#### Problem statement:
Write the line that includes "Check that one keypoint sits on every instance of the wet" and all subsequent lines, exactly as written, and nothing more.

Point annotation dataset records

---

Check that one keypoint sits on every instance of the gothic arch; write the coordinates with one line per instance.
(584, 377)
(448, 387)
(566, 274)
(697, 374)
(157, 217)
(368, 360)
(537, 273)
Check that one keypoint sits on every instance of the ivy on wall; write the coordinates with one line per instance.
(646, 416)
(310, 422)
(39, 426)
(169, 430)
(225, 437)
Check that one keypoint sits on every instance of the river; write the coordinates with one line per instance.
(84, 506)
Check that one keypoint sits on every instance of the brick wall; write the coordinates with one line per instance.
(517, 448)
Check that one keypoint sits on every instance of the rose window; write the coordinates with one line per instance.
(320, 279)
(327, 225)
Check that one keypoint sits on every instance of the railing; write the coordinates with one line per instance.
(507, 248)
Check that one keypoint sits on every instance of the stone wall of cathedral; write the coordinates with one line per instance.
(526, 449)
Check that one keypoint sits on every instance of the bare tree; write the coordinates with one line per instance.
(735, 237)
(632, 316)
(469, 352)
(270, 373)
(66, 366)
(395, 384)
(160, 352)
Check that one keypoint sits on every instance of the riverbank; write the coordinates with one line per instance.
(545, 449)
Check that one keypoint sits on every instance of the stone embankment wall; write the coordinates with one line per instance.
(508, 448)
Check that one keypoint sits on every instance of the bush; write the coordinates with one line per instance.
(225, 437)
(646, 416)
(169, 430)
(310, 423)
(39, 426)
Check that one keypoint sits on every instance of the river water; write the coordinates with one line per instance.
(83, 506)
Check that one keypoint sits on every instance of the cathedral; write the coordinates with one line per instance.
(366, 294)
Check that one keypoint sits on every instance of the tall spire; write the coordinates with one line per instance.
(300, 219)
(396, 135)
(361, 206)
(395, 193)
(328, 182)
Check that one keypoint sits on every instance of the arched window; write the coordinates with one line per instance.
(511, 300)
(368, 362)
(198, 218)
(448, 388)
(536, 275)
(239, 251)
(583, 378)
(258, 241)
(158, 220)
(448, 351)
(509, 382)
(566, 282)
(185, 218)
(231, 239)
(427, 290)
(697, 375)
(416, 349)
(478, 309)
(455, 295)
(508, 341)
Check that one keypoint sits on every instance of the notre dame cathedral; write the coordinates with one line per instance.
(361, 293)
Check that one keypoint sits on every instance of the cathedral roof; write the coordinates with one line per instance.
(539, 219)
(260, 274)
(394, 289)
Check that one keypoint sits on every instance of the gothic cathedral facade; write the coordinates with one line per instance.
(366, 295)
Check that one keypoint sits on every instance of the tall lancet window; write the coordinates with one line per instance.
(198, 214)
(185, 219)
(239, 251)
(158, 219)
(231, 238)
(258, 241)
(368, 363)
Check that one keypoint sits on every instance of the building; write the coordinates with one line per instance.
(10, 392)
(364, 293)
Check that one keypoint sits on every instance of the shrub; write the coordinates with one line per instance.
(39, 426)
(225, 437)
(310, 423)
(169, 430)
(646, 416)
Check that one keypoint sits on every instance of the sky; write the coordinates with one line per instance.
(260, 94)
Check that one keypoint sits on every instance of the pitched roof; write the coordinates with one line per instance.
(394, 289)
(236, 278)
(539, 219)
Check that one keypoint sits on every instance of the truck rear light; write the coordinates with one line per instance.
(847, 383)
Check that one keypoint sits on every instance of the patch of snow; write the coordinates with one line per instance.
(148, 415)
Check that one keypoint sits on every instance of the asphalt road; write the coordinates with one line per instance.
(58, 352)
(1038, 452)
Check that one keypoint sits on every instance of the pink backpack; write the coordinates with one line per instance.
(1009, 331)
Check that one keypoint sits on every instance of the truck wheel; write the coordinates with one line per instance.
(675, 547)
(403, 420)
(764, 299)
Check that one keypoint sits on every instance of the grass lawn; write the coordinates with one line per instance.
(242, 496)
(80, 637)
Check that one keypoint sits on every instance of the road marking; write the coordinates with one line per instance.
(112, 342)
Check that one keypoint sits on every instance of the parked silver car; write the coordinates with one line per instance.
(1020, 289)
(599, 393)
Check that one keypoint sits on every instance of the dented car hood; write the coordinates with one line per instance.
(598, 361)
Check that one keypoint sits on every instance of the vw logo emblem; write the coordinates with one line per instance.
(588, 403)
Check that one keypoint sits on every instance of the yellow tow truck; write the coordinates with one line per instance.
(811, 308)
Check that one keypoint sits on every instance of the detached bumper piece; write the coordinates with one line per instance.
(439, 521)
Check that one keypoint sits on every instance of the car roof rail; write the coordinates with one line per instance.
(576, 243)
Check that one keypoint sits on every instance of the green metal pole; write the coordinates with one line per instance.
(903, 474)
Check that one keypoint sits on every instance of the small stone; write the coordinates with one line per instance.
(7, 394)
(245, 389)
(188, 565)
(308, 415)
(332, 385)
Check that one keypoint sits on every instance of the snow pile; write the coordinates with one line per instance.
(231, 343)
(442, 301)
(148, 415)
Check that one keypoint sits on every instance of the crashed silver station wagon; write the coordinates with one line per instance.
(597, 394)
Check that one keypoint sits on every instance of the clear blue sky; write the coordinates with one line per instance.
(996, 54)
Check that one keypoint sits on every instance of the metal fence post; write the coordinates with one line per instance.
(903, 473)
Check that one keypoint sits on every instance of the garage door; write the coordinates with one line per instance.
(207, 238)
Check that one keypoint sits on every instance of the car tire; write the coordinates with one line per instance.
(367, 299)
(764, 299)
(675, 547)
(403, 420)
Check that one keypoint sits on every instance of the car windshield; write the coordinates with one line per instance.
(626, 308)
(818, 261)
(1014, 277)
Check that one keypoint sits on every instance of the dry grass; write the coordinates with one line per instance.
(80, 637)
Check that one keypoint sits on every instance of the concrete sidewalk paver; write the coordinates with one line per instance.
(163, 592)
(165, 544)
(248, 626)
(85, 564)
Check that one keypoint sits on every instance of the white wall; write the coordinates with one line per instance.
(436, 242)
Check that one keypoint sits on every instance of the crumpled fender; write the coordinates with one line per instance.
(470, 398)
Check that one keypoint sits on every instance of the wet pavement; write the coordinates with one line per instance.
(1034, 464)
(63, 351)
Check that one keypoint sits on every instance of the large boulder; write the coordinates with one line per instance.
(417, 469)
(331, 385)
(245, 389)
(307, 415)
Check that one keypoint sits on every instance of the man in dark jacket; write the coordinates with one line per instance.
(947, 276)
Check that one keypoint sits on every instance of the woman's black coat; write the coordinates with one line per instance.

---

#### Expected answer:
Check that one keypoint sits on every instance of the wet pavement; write the coordinates with one line per instance.
(1034, 464)
(63, 351)
Check that one keypoint sits on every instance of the large boulder; write the coordinates with one line per instance.
(417, 469)
(331, 385)
(245, 389)
(307, 415)
Check that one keypoint sits on every instance of the man in dark jacket; write the coordinates with one line per instance.
(947, 276)
Check that one keypoint sits on every instance of the woman's black coat; write the coordinates with one line per instance.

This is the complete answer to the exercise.